Once "Exercise. Mark the boat railing in" turns up in a line below, reproduce that line and those after it exactly, stopping after the line with "Exercise. Mark the wicker"; leave pictures out.

── Source material

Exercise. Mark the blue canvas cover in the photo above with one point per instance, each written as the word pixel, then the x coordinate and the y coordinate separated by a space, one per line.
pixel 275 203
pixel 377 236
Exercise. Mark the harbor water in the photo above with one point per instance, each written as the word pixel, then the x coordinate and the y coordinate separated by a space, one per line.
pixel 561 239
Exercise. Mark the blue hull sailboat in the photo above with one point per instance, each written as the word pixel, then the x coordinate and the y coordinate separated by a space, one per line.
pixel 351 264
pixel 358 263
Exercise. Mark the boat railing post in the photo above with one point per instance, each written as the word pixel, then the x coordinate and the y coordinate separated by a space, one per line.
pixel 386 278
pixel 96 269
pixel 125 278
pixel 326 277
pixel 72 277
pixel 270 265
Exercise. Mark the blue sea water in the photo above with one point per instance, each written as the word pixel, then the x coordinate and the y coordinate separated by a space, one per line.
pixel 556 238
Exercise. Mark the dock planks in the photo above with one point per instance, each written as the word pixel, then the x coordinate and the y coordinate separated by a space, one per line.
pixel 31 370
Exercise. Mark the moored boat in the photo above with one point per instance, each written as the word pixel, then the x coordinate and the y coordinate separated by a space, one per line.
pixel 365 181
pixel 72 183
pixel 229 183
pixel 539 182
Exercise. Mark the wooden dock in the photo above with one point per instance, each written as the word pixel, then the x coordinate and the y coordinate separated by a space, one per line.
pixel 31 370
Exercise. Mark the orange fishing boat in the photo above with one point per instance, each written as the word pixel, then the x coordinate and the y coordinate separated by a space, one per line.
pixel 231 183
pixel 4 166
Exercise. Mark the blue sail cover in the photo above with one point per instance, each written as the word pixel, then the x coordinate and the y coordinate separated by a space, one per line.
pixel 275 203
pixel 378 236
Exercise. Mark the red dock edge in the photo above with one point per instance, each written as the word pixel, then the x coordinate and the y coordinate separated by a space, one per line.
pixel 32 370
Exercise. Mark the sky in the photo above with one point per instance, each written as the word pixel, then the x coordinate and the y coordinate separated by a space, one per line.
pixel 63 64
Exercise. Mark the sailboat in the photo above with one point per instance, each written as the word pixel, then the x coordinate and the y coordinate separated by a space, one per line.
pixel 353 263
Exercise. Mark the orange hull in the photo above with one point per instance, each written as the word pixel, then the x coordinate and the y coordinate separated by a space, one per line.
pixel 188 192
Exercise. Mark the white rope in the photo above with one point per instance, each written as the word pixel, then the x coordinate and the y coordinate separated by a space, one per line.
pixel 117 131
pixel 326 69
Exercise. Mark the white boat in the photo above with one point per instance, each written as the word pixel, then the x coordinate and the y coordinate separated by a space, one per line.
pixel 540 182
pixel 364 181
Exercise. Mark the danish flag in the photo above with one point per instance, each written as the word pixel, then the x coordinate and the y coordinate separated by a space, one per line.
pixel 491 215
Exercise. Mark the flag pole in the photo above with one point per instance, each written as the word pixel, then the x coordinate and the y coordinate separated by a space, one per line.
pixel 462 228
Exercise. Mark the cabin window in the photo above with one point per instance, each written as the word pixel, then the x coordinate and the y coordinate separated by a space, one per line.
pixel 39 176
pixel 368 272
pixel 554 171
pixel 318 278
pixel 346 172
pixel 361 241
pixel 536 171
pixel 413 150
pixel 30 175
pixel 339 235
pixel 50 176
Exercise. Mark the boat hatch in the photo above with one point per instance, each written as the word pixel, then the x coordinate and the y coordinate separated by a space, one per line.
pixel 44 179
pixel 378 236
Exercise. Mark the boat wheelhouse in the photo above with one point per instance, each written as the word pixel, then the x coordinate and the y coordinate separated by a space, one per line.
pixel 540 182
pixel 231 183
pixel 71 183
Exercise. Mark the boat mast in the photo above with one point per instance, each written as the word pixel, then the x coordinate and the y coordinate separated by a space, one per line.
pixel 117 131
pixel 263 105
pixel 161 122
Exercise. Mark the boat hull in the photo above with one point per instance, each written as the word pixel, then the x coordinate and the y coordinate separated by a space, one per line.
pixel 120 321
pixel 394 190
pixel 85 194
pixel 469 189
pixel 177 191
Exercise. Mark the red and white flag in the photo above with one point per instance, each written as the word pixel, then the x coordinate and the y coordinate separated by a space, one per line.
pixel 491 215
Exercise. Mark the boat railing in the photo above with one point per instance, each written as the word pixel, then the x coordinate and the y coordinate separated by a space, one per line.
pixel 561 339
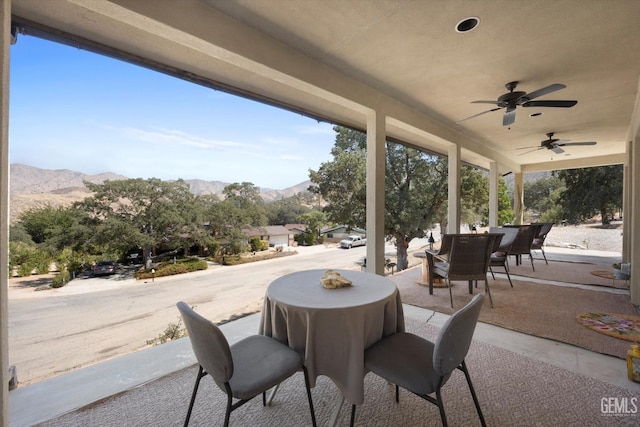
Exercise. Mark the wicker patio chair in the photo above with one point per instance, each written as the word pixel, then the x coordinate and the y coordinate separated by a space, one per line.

────
── Source material

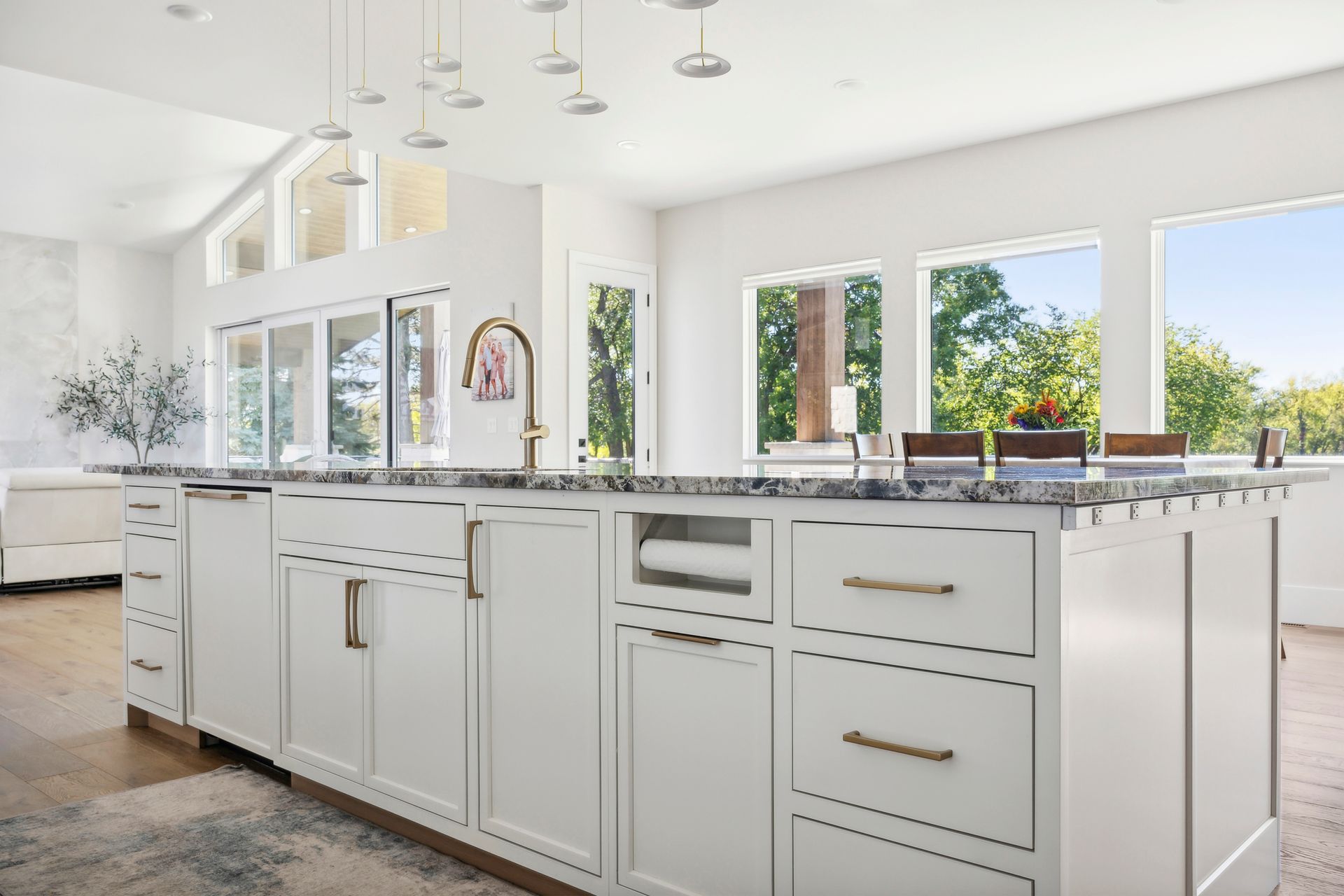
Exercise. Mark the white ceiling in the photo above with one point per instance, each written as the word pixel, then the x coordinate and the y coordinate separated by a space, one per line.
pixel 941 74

────

:: Response ::
Exercise. Mark the boat railing in the photo above with one point per instance, each written as the word pixel, then the x coordinate and the y coordinate separated by a space, one per line.
pixel 561 339
Exercise. Mark the wicker patio chair in the photo above with one point per instance, each written as the word pixel, then the x coordinate and the y coordinate separated by a space, one per line.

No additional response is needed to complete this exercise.